(Passage):
Begin

The 2006 war between Israel and Hezbollah did not go well for the Israelis. You know eventually they were able to achieve their objectives, but it was very, very difficult. Hezbollah has increased its capabilities several times greater. So another war would not be in Israel's interest. So they're very concerned about not letting this get out of control.

VANIER: But also they are sending a message and drawing a line in the sand of what they will and won't tolerate. CNN's Military Analyst Rick Francona, thank you very much for joining us today. Thank you.

FRANCONA: Sure thing, Cyril.

ALLEN: (Inaudible) North Korea now. We now know where and when the upcoming summit will be held between U.S. President Trump and the North Korean leader.

VANIER: And it is set for June 12th in Singapore. That was the favorite destination within the Trump Administration, and that includes the Secretary of State Michael Pompeo. ALLEN: Mr. Trump is hopeful an agreement can be reached and views of

the release of these three Americans from North Korea that you see here on Wednesday as an optimistic sign.

End

(Dataset extract):
Begin

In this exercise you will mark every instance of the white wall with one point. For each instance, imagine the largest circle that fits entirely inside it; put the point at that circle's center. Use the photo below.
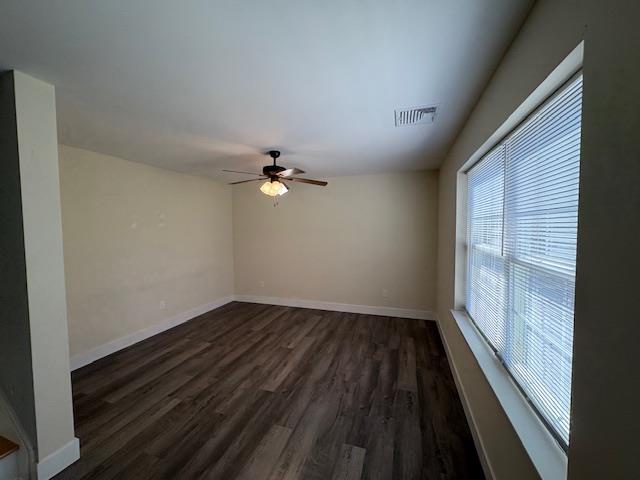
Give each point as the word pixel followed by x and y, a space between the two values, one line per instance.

End

(What this task involves):
Answer these questions from the transcript above:
1. In what year did the war between Israel and Hezbollah take place?
2. On what date and in what city is the summit set?
3. How many Americans were released from North Korea?

(Solution to this exercise):
1. 2006
2. June 12th, in Singapore
3. Three